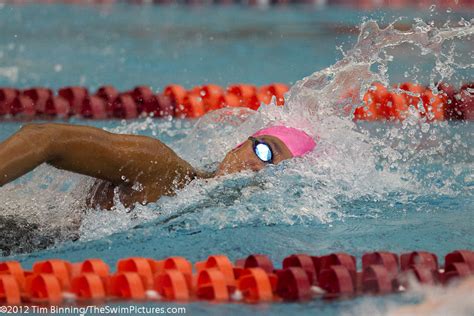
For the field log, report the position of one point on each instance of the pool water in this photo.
(368, 186)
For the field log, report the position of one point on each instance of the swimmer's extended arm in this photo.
(119, 159)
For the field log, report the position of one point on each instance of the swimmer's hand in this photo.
(124, 160)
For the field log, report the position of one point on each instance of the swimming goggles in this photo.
(262, 150)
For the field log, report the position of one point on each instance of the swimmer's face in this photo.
(245, 158)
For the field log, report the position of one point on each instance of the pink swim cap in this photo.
(298, 142)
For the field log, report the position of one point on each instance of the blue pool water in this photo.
(368, 186)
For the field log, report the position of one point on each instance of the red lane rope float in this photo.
(251, 280)
(379, 102)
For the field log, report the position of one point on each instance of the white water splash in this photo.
(348, 164)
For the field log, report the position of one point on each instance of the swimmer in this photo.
(121, 163)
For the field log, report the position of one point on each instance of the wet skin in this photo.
(140, 169)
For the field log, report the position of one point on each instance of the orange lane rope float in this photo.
(379, 103)
(250, 280)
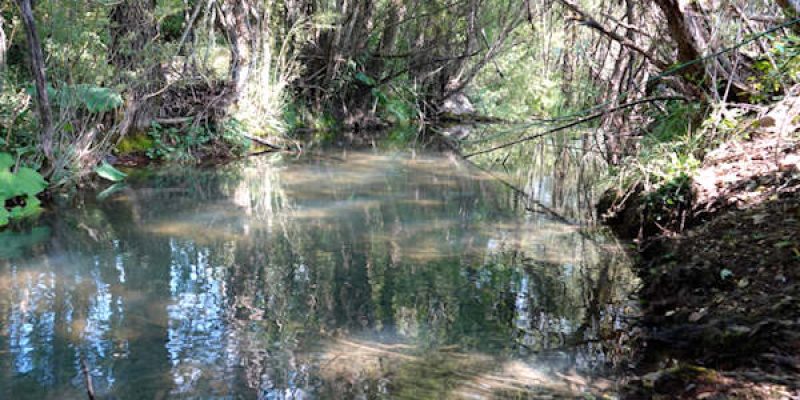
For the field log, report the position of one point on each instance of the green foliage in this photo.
(186, 144)
(230, 131)
(672, 197)
(108, 172)
(87, 97)
(139, 143)
(18, 190)
(781, 67)
(173, 144)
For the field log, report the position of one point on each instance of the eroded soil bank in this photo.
(721, 301)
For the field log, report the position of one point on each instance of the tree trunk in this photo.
(679, 29)
(3, 44)
(790, 7)
(133, 29)
(243, 38)
(39, 76)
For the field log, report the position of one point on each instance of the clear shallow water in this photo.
(353, 275)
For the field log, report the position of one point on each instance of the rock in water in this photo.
(457, 105)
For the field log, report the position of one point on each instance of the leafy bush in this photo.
(185, 145)
(173, 144)
(782, 68)
(18, 190)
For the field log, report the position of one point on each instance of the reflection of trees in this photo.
(248, 280)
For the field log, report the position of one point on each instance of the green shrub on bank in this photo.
(188, 143)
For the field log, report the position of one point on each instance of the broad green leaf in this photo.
(108, 172)
(7, 185)
(6, 161)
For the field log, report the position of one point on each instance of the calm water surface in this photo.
(349, 275)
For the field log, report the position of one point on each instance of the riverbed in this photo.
(341, 274)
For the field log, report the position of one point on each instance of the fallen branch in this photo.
(576, 123)
(260, 141)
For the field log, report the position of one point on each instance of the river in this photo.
(371, 274)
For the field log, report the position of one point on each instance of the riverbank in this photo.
(721, 300)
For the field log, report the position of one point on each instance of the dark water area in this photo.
(346, 275)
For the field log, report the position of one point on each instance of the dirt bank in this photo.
(721, 301)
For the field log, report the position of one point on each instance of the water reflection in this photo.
(352, 275)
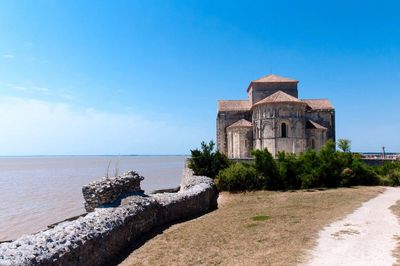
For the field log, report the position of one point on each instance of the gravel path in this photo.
(365, 237)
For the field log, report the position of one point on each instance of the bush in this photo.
(267, 169)
(207, 161)
(289, 168)
(239, 177)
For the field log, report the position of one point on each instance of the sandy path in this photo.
(365, 237)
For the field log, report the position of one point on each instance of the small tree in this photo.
(344, 145)
(266, 167)
(207, 161)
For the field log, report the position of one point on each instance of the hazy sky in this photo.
(144, 77)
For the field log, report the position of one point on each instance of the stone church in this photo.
(273, 117)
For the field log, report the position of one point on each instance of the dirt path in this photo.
(365, 237)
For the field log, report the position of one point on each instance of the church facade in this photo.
(273, 117)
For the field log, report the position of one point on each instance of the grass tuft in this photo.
(260, 218)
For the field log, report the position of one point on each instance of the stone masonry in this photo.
(109, 190)
(273, 118)
(98, 237)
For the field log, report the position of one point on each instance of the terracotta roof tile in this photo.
(233, 105)
(274, 78)
(279, 97)
(241, 123)
(318, 104)
(312, 124)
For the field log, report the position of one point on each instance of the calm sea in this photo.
(38, 191)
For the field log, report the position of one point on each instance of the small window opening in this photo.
(283, 130)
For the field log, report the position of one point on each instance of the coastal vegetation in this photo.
(253, 228)
(326, 168)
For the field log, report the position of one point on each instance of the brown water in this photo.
(38, 191)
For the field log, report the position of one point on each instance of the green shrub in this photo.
(267, 169)
(207, 161)
(239, 177)
(290, 169)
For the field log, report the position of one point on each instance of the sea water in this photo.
(39, 191)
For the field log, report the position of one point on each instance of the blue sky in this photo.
(143, 77)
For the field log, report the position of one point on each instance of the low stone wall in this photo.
(96, 238)
(108, 190)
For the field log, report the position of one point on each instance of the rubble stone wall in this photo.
(110, 189)
(99, 236)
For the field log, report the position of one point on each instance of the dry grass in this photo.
(256, 228)
(396, 210)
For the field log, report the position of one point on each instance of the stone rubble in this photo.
(109, 190)
(98, 237)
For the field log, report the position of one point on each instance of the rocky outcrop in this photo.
(109, 190)
(97, 237)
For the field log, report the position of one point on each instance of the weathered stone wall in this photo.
(267, 123)
(224, 120)
(240, 142)
(325, 118)
(108, 190)
(96, 238)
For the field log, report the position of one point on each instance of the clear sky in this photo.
(144, 77)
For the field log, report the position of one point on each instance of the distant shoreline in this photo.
(94, 155)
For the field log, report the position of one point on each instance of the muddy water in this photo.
(38, 191)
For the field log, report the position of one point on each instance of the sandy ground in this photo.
(365, 237)
(234, 235)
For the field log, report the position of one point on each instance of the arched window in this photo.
(283, 130)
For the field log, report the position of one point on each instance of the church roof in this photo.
(274, 78)
(271, 78)
(318, 104)
(279, 97)
(233, 105)
(312, 124)
(241, 123)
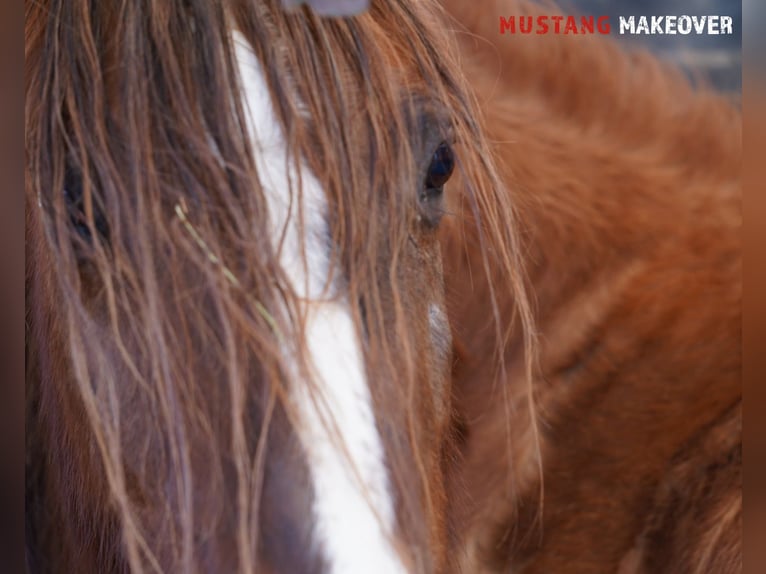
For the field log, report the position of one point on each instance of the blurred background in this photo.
(718, 59)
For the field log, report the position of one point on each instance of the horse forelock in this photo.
(250, 163)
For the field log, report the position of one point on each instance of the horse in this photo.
(238, 354)
(626, 179)
(266, 333)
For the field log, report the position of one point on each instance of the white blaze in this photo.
(352, 519)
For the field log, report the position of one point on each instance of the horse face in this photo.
(347, 406)
(236, 255)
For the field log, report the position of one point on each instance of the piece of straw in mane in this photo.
(167, 369)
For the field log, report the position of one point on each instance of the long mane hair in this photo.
(155, 300)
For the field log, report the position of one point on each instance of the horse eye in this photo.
(441, 167)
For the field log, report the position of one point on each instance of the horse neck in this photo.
(64, 486)
(605, 153)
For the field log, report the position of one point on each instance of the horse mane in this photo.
(626, 178)
(151, 276)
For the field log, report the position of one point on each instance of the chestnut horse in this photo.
(238, 356)
(240, 332)
(627, 182)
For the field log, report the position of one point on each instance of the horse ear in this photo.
(331, 7)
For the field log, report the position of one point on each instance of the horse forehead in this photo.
(352, 506)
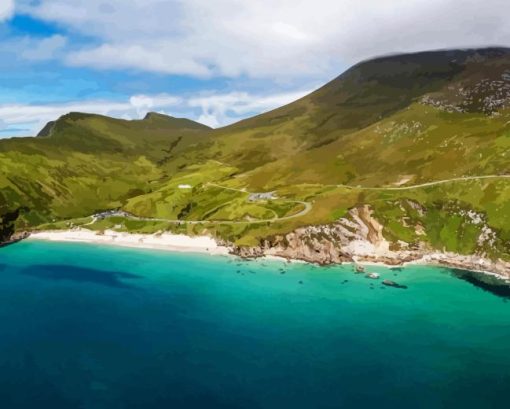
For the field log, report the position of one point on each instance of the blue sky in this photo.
(215, 61)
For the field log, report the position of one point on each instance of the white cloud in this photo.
(43, 49)
(278, 39)
(6, 9)
(211, 109)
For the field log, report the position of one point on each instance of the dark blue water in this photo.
(89, 327)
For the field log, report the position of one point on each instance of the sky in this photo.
(213, 61)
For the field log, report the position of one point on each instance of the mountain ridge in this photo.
(403, 120)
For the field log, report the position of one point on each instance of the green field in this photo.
(376, 135)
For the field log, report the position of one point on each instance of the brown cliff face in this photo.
(326, 244)
(359, 237)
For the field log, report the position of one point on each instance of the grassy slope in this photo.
(411, 119)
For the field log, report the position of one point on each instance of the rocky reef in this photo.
(359, 238)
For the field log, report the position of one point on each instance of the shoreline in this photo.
(164, 241)
(208, 245)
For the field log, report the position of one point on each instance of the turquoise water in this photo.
(89, 327)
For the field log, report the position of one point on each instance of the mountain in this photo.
(416, 143)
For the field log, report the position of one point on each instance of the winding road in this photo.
(307, 206)
(427, 184)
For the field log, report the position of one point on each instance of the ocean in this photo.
(83, 326)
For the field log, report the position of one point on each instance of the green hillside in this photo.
(376, 135)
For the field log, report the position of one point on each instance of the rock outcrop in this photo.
(359, 238)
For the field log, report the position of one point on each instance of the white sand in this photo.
(164, 241)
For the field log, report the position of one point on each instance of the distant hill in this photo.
(379, 135)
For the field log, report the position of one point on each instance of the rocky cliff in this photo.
(358, 237)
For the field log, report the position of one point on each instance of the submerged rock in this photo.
(390, 283)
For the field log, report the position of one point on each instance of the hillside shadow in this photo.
(59, 272)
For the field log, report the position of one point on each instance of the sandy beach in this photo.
(164, 241)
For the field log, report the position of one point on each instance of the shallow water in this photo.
(90, 327)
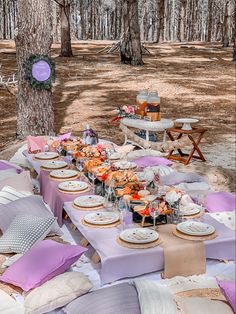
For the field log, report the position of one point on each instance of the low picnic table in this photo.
(195, 135)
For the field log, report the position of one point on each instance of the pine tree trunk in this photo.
(161, 17)
(210, 9)
(226, 26)
(34, 107)
(66, 50)
(130, 50)
(234, 35)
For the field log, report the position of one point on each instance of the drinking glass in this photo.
(154, 212)
(92, 177)
(59, 149)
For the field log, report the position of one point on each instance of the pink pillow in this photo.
(41, 263)
(20, 182)
(229, 291)
(151, 161)
(220, 202)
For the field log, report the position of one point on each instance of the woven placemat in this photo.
(64, 179)
(100, 226)
(57, 239)
(51, 169)
(43, 160)
(198, 215)
(76, 192)
(138, 246)
(88, 208)
(212, 293)
(194, 238)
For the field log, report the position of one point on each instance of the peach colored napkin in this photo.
(36, 143)
(182, 257)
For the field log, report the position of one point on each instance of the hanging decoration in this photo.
(39, 71)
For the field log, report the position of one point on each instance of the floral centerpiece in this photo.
(123, 112)
(173, 197)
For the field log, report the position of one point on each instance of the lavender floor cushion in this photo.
(178, 177)
(118, 299)
(149, 161)
(220, 202)
(41, 263)
(229, 290)
(31, 205)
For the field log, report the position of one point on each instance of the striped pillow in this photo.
(9, 194)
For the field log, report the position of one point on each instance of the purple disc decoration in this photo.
(41, 71)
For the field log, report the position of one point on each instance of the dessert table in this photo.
(198, 133)
(148, 126)
(118, 262)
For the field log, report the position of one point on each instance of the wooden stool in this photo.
(195, 142)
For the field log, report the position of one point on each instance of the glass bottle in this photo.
(153, 107)
(141, 101)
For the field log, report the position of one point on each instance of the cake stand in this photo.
(187, 123)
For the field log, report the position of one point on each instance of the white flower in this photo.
(172, 197)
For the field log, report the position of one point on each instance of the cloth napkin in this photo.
(178, 177)
(5, 165)
(149, 161)
(36, 143)
(220, 202)
(63, 137)
(182, 257)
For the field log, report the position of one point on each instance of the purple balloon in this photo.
(41, 71)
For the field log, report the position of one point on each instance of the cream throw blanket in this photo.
(155, 298)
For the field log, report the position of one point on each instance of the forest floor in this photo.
(193, 79)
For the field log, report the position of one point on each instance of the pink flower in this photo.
(99, 147)
(128, 109)
(131, 109)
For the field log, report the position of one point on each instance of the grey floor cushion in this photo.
(118, 299)
(24, 232)
(31, 205)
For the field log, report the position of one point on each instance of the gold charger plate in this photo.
(138, 246)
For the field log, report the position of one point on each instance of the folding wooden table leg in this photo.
(195, 147)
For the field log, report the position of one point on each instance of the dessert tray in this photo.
(125, 165)
(54, 164)
(73, 186)
(190, 209)
(89, 201)
(115, 156)
(101, 218)
(195, 228)
(139, 235)
(46, 155)
(63, 174)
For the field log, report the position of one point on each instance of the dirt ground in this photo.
(193, 79)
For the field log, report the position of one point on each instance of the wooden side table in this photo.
(195, 135)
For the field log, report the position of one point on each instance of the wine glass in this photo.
(79, 165)
(92, 177)
(154, 211)
(59, 149)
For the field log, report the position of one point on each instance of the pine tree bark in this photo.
(34, 107)
(210, 9)
(160, 17)
(130, 50)
(234, 34)
(226, 26)
(66, 50)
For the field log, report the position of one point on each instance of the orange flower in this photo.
(104, 176)
(136, 197)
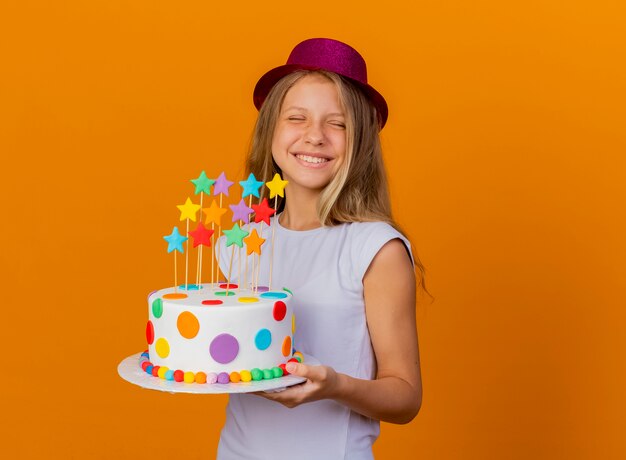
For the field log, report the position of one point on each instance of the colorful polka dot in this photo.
(188, 325)
(189, 377)
(175, 296)
(263, 339)
(162, 371)
(162, 348)
(277, 372)
(150, 332)
(280, 310)
(256, 374)
(190, 287)
(274, 295)
(286, 349)
(212, 302)
(157, 308)
(224, 348)
(248, 299)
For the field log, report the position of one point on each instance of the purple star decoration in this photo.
(241, 212)
(221, 185)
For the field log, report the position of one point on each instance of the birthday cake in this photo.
(218, 334)
(221, 332)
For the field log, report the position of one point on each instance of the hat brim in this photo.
(270, 78)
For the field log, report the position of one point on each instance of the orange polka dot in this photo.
(188, 325)
(286, 346)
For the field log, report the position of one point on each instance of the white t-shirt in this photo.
(324, 269)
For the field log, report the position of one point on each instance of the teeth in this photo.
(309, 159)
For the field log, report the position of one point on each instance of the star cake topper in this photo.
(222, 185)
(241, 212)
(175, 241)
(214, 214)
(263, 212)
(235, 236)
(250, 186)
(201, 235)
(277, 186)
(253, 243)
(203, 184)
(188, 210)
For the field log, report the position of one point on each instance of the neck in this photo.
(300, 210)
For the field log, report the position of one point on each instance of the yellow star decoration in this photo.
(277, 186)
(253, 243)
(214, 214)
(188, 210)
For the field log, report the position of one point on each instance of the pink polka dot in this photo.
(224, 348)
(150, 333)
(212, 302)
(280, 310)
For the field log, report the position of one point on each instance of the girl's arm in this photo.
(396, 393)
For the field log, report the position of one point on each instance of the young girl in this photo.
(336, 249)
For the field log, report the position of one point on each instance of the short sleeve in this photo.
(368, 238)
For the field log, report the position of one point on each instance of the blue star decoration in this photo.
(175, 241)
(235, 236)
(250, 186)
(203, 183)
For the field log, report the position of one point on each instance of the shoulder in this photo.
(367, 239)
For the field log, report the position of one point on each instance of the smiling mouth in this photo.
(310, 159)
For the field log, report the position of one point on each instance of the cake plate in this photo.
(130, 371)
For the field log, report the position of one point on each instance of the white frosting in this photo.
(241, 320)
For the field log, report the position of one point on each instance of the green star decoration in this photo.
(203, 183)
(235, 236)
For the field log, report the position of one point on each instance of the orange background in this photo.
(505, 148)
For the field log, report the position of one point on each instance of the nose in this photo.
(314, 134)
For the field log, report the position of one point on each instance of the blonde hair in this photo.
(358, 192)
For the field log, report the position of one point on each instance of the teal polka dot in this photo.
(263, 339)
(256, 374)
(157, 308)
(273, 295)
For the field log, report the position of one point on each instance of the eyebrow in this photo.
(302, 109)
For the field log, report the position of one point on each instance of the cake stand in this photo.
(130, 371)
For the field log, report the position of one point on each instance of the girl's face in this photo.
(309, 143)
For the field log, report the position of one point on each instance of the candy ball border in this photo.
(245, 375)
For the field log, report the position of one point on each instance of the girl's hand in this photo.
(321, 383)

◆ ◆ ◆

Task prompt =>
What is needed is an exact copy of the lines from the one containing "teal polka dot in this photo." through the last line of the records, and nothing else.

Task response =>
For the field log, report the position of one point on each instance of the teal polka dot in this photo.
(263, 339)
(256, 374)
(157, 308)
(273, 295)
For the field log, report the position of one point on each instance of the eyebrow in this photo.
(302, 109)
For the field log, report the position of one point on each instance of the cake stand in this photo.
(130, 371)
For the field log, report the position of one point on each instance of the girl's face in this photo.
(309, 143)
For the field log, report the position of one point on each instance of the candy ball border in this photo.
(245, 375)
For the field log, report the position of one point on each instance of the girl's hand in this photo.
(321, 383)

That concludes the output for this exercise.